* _To be done_: Copy from the court resolution below, word for word, the passage starting with "SECOND DIVISION" and going on through "DELOS REYES, ACCUSED-APPELLANT.".

* _Source passage_:
754 Phil. 488

SECOND DIVISION

[ G.R. No. 200308, February 23, 2015 ]

PEOPLE OF THE PHILIPPINES, PLAINTIFF-APPELLEE, VS. MERA “JOY” ELEUTERIO NIELLES, @ MERA NIELLES DELOS REYES, ACCUSED-APPELLANT.

R E S O L U T I O N

DEL CASTILLO, J.:

Appellant Mera Joy Eleuterio Nielles @ Mera Nielles Delos Reyes was charged with the crime of Qualified Theft in an Information that reads as follows:

That on or about  and sometime in July, 2004 in the City of Makati, Philippines and a place within the jurisdiction of this Honorable Court, the above-named accused, being then the cashier of complainant Juanita J. Flores and as such enjoying the trust and confidence reposed upon her by the said complainant, with intent to gain and without the knowledge and consent of the owner thereof, with grave abuse of confidence, did then and there willfully, unlawfully and feloniously take, steal, and carry away collected money in the total amount of P640,353.86 to the damage and prejudice of the complainant, in the aforementioned amount of P640,353.86.

CONTRARY TO LAW.[1]

In an Order[2] dated January 18, 2005, the Regional Trial Court (RTC) of Makati City, Branch 132, ordered appellant’s release from confinement after having posted a bond in the amount P100,000.00 undertaken by Far Eastern Surety & Insurance Company, Inc. under Bond No. 8385.  Appellant was thereafter arraigned where she pleaded not guilty to the charges.[3]  Trial on the merits ensued.

* _Material supplied_:
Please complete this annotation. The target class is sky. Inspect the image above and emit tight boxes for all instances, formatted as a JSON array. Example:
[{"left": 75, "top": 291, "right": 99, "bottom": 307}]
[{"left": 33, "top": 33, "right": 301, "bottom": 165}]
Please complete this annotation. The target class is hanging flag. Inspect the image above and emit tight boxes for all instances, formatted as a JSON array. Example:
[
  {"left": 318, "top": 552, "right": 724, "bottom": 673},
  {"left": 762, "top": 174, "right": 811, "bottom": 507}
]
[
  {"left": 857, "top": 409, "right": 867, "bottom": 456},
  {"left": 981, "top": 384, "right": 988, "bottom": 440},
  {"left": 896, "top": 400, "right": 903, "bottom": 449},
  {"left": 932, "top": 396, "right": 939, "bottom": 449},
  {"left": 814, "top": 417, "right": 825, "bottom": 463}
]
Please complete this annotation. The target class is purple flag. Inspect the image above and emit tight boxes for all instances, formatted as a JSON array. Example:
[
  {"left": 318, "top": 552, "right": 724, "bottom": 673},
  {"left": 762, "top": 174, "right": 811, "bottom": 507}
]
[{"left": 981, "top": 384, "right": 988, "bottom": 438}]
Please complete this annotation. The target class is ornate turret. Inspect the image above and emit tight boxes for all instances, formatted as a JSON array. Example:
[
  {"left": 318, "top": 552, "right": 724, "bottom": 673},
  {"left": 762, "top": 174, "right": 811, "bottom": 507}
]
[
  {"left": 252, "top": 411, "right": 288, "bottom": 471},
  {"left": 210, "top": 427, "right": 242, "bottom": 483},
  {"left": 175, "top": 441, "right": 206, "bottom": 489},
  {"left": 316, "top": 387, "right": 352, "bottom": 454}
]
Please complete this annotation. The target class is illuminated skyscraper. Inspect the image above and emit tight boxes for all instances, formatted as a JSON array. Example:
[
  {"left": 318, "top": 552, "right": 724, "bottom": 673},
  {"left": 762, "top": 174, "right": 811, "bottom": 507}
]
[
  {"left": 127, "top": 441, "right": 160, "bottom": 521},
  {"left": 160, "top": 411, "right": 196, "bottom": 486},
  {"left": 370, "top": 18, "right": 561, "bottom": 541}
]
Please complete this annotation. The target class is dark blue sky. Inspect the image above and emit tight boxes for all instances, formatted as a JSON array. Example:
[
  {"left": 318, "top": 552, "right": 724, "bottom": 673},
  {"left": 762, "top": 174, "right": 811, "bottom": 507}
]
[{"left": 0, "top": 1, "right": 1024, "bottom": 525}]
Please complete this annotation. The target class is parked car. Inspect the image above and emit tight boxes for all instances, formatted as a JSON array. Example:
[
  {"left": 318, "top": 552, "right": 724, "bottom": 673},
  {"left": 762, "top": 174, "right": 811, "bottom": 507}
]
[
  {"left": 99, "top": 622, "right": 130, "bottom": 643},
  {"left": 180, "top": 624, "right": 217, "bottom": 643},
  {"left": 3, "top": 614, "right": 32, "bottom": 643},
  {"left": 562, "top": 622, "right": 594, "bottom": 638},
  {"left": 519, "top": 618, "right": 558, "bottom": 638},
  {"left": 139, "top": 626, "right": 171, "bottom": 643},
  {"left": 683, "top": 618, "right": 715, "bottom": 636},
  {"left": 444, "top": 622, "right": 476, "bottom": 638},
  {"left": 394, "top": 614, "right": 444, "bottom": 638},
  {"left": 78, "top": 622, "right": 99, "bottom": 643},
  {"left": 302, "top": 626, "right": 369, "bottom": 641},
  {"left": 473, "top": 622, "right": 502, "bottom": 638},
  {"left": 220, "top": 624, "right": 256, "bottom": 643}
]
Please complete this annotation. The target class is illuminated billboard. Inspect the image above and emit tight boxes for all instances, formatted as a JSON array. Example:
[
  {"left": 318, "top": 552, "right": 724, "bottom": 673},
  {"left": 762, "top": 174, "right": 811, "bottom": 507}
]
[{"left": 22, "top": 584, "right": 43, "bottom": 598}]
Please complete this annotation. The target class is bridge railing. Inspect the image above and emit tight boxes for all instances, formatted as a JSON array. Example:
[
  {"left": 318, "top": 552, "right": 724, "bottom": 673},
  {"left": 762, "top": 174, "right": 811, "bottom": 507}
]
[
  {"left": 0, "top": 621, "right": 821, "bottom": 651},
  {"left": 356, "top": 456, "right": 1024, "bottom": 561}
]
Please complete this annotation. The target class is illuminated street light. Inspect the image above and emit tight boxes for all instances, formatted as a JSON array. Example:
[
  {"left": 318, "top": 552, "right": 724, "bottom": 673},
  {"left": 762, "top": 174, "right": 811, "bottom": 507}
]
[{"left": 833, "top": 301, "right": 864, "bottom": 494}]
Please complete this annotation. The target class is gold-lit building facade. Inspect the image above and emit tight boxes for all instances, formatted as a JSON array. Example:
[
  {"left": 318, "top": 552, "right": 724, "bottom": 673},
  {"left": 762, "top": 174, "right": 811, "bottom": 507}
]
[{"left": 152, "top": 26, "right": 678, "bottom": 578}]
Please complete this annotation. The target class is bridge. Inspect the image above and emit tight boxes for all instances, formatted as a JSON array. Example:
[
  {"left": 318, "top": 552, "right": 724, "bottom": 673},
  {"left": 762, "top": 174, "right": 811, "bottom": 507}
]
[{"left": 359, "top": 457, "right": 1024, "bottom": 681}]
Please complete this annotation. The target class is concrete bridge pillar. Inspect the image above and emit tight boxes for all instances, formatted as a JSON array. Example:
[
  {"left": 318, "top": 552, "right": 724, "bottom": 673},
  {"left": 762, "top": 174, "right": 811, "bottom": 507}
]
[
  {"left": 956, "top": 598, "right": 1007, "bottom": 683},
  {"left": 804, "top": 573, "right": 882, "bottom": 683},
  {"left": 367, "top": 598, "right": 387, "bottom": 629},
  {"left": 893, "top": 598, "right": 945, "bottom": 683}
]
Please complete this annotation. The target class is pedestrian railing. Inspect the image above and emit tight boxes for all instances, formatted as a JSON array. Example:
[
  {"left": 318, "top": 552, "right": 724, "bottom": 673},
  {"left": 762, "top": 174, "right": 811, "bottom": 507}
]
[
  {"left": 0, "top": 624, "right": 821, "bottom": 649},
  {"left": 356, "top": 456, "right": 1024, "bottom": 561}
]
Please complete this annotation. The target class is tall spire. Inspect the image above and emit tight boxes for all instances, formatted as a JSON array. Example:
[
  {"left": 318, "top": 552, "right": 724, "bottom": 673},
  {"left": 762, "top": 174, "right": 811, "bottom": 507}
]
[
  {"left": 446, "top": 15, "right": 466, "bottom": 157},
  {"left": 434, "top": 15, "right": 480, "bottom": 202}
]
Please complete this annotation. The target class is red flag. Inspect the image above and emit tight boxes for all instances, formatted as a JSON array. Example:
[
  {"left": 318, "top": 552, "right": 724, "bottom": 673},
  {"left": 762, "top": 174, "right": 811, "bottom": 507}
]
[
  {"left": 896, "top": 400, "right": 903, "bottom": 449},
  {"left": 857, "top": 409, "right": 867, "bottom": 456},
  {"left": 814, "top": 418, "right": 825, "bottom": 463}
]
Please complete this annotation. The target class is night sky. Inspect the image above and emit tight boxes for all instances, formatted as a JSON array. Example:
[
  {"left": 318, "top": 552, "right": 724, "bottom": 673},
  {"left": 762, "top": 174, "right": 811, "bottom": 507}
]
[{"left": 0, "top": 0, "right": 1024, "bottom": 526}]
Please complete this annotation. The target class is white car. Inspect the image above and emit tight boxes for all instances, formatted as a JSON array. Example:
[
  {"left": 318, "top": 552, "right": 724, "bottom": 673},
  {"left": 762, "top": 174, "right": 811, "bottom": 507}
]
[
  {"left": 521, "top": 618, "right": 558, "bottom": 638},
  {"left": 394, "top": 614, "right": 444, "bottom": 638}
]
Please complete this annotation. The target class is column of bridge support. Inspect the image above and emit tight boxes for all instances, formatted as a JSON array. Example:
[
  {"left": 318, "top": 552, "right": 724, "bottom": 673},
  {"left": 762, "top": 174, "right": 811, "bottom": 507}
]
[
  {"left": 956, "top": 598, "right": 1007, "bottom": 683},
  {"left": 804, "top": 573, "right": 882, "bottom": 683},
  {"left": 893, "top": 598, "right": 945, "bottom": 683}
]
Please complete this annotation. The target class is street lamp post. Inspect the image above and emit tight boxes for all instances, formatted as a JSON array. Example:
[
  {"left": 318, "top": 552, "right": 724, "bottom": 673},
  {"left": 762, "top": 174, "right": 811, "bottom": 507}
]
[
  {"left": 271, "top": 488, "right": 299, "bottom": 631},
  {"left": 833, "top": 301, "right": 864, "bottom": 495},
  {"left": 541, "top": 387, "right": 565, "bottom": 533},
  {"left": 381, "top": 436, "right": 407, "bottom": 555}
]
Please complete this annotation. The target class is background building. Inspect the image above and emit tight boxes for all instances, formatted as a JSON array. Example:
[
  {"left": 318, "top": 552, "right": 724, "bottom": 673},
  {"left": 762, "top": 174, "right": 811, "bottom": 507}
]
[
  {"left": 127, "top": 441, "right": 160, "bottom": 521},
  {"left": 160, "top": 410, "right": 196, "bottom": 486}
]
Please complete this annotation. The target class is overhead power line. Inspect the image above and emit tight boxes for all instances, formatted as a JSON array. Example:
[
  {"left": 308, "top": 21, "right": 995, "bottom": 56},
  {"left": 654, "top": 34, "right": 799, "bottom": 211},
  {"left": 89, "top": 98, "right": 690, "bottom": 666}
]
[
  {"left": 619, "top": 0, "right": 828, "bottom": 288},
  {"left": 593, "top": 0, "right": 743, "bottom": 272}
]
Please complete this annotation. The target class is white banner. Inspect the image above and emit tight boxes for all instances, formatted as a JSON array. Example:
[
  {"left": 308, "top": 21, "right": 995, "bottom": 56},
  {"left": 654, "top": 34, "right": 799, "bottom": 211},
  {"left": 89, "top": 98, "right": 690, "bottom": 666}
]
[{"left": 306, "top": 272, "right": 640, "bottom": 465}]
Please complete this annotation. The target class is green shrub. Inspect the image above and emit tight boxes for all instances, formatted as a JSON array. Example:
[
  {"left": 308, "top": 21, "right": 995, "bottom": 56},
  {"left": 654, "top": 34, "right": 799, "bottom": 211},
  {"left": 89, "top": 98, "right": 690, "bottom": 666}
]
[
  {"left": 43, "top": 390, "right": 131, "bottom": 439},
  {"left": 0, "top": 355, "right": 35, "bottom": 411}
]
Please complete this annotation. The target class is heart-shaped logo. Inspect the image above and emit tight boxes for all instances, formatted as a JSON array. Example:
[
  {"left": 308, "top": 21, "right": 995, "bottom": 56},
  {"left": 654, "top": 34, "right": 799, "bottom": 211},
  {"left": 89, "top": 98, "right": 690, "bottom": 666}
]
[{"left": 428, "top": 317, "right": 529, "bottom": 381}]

* _Problem solution_:
SECOND DIVISION

[ G.R. No. 200308, February 23, 2015 ]

PEOPLE OF THE PHILIPPINES, PLAINTIFF-APPELLEE, VS. MERA “JOY” ELEUTERIO NIELLES, @ MERA NIELLES DELOS REYES, ACCUSED-APPELLANT.